2.2 Continuous probability distributions

Continuous probability distributions model random variables that can take any value within a range, rather than just isolated points. They form the backbone of stochastic process modeling, where quantities like waiting times, signal noise, and particle positions vary continuously. This guide covers the key properties, common distributions, transformations, joint distributions, order statistics, and the limit theorems that tie everything together.

Properties of continuous distributions

A continuous random variable can take on uncountably many values across an interval (or the entire real line). Because of this, you can't assign nonzero probability to individual points. Instead, probabilities come from integrating over intervals, and the machinery for doing that involves PDFs, CDFs, and their associated summary statistics.

**Source data:**
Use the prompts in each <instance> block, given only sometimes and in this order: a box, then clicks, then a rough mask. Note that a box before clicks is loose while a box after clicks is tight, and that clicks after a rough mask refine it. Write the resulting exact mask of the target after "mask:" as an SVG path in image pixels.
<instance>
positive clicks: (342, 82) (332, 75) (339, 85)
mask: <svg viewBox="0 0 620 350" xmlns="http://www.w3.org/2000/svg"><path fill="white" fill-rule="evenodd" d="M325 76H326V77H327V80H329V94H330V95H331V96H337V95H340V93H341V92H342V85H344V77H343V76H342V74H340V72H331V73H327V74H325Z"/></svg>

**Problem set:**
A - In the passage on continuous probability distributions, how are probabilities obtained for a continuous random variable?
B - List every topic that the passage on continuous probability distributions says its guide covers.
C - Please carry on the passage about continuous probability distributions from its last sentence.
None of this work makes use of the data.

**Task-by-task answers:**
A - They come from integrating over intervals.

B -
- Key properties
- Common distributions
- Transformations
- Joint distributions
- Order statistics
- The limit theorems that tie everything together

C -
Probability density functions

A probability density function (PDF) $f_X(x)$ describes the relative likelihood of a continuous random variable near a particular value. Two properties must hold:

• $f_X(x) \geq 0$ for all $x$
• $\int_{-\infty}^{\infty} f_X(x)\,dx = 1$

The probability that $X$ falls in an interval $[a, b]$ is the area under the curve:

$P(a \leq X \leq b) = \int_a^b f_X(x)\,dx$

Note that $f_X(x)$ itself is not a probability and can exceed 1 at specific points. Only the integral over an interval gives a probability.

Cumulative distribution functions

The cumulative distribution function (CDF) gives the probability that $X$ is at most some value $x$:

$F_X(x) = P(X \leq x) = \int_{-\infty}^{x} f_X(t)\,dt$

Key properties:

• $F_X$ is non-decreasing, right-continuous, with $\lim_{x \to -\infty} F_X(x) = 0$ and $\lim_{x \to \infty} F_X(x) = 1$
• The PDF is recovered by differentiation: $f_X(x) = \frac{d}{dx}F_X(x)$ wherever the derivative exists
• Interval probabilities follow directly: $P(a < X \leq b) = F_X(b) - F_X(a)$

Expected value and variance

The expected value (mean) of a continuous random variable weights each value by its density:

$E[X] = \int_{-\infty}^{\infty} x\,f_X(x)\,dx$

The variance measures spread around the mean:

$\text{Var}(X) = E[(X - \mu)^2] = \int_{-\infty}^{\infty}(x - \mu)^2 f_X(x)\,dx$

A useful computational shortcut is the alternate form $\text{Var}(X) = E[X^2] - (E[X])^2$, which often simplifies integration.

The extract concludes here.